## start Rows

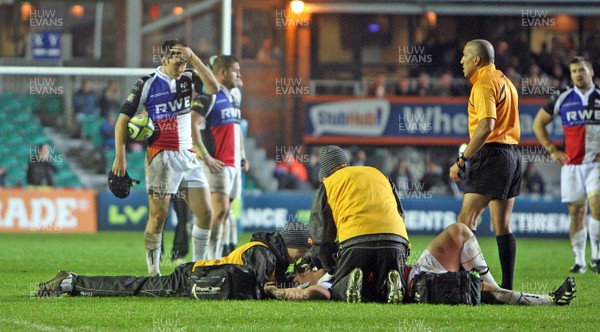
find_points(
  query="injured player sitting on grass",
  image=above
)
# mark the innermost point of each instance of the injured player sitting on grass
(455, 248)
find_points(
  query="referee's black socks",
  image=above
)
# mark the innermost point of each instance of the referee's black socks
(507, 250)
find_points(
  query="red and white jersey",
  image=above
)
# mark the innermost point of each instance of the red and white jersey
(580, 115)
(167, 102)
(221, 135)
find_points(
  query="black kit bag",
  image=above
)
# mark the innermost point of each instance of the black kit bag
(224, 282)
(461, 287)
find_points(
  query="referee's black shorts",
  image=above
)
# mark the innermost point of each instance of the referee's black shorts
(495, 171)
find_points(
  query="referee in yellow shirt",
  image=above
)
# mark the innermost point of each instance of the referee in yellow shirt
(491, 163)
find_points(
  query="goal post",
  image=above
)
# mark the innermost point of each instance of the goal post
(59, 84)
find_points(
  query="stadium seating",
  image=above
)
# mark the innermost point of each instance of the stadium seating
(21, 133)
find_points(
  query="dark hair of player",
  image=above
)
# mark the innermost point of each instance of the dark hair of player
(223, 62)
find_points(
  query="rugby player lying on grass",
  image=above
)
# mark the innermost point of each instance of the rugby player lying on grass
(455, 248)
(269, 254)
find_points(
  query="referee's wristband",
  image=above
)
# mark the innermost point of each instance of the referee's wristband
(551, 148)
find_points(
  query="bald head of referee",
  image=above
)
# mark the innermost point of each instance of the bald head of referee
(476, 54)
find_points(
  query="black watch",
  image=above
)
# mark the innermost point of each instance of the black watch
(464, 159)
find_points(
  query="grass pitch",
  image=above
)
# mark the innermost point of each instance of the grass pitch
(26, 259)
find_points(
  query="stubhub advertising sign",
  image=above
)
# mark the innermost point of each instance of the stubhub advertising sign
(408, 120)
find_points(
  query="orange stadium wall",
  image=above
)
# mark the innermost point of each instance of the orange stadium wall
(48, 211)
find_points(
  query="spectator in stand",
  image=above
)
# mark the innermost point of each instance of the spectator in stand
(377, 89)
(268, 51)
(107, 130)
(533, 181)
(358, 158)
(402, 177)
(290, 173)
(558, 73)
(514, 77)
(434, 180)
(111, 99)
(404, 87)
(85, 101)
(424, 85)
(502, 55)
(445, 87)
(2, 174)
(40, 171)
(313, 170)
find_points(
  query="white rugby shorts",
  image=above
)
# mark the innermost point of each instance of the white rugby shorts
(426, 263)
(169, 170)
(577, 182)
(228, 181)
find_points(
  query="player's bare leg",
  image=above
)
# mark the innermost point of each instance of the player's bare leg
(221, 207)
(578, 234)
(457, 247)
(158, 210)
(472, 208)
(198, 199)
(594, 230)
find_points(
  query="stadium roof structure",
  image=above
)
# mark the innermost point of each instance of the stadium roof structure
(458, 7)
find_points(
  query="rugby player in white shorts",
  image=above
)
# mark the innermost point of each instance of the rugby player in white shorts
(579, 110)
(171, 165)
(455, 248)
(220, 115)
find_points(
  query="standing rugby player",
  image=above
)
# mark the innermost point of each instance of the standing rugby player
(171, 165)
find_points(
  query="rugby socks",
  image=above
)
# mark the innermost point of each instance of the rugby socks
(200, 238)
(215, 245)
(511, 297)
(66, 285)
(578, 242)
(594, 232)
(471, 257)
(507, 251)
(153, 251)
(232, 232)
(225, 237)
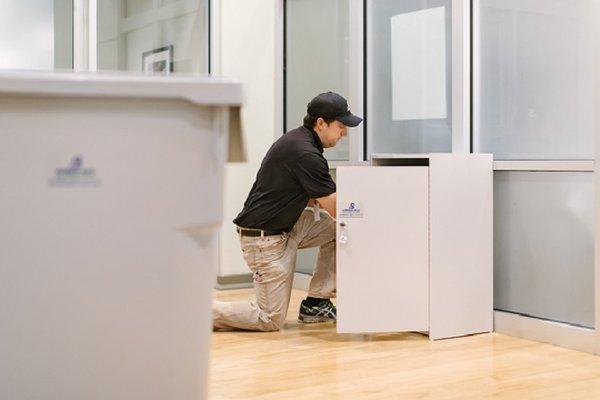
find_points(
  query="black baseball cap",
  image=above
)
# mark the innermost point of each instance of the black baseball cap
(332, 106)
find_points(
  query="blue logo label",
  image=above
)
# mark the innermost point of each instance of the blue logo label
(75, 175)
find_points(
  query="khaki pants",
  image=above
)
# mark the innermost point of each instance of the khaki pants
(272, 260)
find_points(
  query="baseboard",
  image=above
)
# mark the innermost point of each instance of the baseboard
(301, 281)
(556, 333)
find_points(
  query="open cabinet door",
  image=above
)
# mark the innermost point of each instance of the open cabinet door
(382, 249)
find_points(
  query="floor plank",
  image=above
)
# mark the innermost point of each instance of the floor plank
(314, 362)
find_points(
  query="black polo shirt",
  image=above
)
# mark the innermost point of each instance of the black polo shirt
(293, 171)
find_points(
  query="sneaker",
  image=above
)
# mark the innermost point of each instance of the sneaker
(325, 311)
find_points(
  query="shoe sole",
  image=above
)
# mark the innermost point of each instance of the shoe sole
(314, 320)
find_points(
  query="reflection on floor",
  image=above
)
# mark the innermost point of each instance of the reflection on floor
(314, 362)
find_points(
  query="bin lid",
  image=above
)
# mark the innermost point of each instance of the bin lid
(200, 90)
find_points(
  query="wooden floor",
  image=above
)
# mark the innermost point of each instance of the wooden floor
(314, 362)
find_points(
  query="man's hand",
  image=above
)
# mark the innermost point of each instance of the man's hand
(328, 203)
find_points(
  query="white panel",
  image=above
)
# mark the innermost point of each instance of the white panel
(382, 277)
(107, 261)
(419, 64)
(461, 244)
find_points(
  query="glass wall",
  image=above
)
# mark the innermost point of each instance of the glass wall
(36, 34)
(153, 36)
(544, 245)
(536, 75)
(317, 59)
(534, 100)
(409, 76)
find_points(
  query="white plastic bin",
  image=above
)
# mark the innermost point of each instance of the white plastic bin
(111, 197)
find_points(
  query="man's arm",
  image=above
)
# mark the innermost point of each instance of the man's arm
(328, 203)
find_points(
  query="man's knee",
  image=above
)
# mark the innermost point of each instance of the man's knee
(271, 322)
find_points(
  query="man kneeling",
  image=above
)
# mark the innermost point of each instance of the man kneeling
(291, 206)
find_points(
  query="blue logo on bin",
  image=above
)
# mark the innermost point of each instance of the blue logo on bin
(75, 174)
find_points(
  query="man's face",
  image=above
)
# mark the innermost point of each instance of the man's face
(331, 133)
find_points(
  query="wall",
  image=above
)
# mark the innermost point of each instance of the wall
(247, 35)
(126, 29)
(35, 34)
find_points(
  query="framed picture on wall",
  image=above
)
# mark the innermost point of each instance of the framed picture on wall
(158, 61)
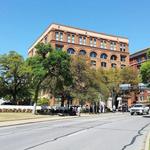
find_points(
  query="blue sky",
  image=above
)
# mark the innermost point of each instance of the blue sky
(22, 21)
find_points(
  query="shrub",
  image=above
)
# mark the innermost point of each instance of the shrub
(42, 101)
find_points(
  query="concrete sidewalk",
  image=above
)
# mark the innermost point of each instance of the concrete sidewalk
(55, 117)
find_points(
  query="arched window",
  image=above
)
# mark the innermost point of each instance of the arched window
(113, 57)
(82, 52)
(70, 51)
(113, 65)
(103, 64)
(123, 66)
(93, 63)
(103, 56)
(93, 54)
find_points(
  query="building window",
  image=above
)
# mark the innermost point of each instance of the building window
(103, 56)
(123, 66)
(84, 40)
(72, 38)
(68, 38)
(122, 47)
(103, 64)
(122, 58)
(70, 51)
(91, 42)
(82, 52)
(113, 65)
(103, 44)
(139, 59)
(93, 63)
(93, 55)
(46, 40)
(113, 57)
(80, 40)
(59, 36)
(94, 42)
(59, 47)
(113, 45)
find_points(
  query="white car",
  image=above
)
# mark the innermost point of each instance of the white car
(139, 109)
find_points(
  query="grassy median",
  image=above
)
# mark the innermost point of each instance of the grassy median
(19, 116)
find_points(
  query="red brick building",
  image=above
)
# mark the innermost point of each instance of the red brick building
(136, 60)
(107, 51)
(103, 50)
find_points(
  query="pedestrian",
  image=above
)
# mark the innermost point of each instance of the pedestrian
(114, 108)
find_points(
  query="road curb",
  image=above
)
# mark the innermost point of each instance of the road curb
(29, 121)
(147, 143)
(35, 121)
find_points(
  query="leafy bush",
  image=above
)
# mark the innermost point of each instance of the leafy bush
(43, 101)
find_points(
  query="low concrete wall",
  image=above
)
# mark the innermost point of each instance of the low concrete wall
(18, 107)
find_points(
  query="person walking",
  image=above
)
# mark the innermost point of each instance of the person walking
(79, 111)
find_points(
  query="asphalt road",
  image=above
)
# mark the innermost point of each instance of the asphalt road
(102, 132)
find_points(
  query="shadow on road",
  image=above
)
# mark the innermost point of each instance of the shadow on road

## end Rows

■ Objective ■
Find each line in the items above that contains the word "asphalt", and copy every such line in full.

■ Solution for this task ■
  query="asphalt road",
# mark the innermost point of each instance of the asphalt road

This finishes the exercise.